Problem: Write out each entry, exactly the way it appears.

(Data records)
......
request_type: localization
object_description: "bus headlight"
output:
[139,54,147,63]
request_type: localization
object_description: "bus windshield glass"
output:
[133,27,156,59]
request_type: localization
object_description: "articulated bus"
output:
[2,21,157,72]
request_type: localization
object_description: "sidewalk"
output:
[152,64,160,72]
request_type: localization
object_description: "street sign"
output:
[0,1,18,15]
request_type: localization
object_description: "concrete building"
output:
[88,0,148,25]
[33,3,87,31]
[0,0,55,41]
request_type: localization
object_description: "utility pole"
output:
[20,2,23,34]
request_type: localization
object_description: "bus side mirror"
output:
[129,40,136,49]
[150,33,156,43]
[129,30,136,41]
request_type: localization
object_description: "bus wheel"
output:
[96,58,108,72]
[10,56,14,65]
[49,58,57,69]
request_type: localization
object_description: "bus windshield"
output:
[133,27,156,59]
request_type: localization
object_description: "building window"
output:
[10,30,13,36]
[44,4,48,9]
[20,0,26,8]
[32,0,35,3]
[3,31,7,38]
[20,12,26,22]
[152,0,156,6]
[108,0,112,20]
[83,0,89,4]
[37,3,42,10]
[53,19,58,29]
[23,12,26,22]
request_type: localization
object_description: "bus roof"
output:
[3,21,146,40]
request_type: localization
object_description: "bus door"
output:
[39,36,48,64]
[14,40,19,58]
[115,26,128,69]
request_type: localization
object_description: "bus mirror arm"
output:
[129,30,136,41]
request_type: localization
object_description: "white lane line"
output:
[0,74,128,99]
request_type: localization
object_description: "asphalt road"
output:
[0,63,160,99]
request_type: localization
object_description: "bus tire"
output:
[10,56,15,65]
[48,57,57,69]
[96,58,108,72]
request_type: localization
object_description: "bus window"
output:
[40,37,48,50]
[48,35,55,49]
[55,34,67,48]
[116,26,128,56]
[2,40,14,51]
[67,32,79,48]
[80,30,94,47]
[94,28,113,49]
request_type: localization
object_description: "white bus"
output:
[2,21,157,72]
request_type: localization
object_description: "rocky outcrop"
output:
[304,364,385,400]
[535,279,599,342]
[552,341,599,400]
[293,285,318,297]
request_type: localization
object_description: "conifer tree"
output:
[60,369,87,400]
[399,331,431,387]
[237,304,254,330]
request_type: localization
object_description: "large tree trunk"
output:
......
Written answer:
request_type: localization
object_description: "bus headlight"
output:
[139,54,147,63]
request_type: localization
object_description: "bus windshield glass"
output:
[133,27,156,59]
request_type: localization
object_description: "articulated bus"
output:
[2,21,157,72]
request_type: localization
object_description: "sidewalk"
output:
[152,64,160,72]
request_type: localization
object_description: "street sign"
output:
[0,1,18,15]
request_type: localization
object_description: "concrete building"
output:
[88,0,148,25]
[33,3,87,31]
[0,0,55,41]
request_type: localization
object_description: "utility pole"
output:
[20,2,23,34]
request_type: localization
object_description: "bus side mirror"
output:
[129,40,136,49]
[150,33,156,43]
[129,30,136,41]
request_type: localization
object_description: "bus wheel"
output:
[96,58,108,72]
[10,56,14,65]
[49,58,57,69]
request_type: localization
object_description: "bus windshield"
output:
[133,27,156,59]
request_type: localization
object_description: "building window"
output:
[10,30,13,36]
[44,4,48,9]
[20,0,26,8]
[32,0,35,3]
[3,31,7,38]
[20,12,26,22]
[152,0,156,6]
[108,0,112,20]
[83,0,89,4]
[37,3,42,10]
[53,19,58,29]
[23,12,26,22]
request_type: localization
object_description: "bus roof"
output:
[3,21,146,40]
request_type: localization
object_description: "bus door"
output:
[39,36,48,64]
[14,40,19,58]
[115,26,128,69]
request_type: localization
object_description: "bus mirror arm"
output:
[129,30,136,41]
request_type: localization
object_description: "white lane line"
output:
[0,74,128,99]
request_type: localization
object_description: "asphalt road"
output:
[0,63,160,99]
request_type: localization
object_description: "bus tire"
output:
[10,56,15,65]
[48,57,57,69]
[96,58,108,72]
request_type: localization
object_description: "bus window"
output:
[40,37,48,50]
[48,35,55,49]
[55,34,67,48]
[116,26,128,56]
[2,40,14,51]
[67,32,79,48]
[80,30,94,47]
[94,28,113,49]
request_type: localization
object_description: "white bus"
output:
[2,21,157,72]
request_type: localization
object_description: "rocky outcrop"
output:
[304,364,385,400]
[535,279,599,342]
[552,341,599,400]
[293,285,318,297]
request_type: localization
object_description: "conifer tree"
output:
[60,369,87,400]
[399,331,431,387]
[237,304,254,330]
request_type: localization
object_description: "large tree trunk"
output:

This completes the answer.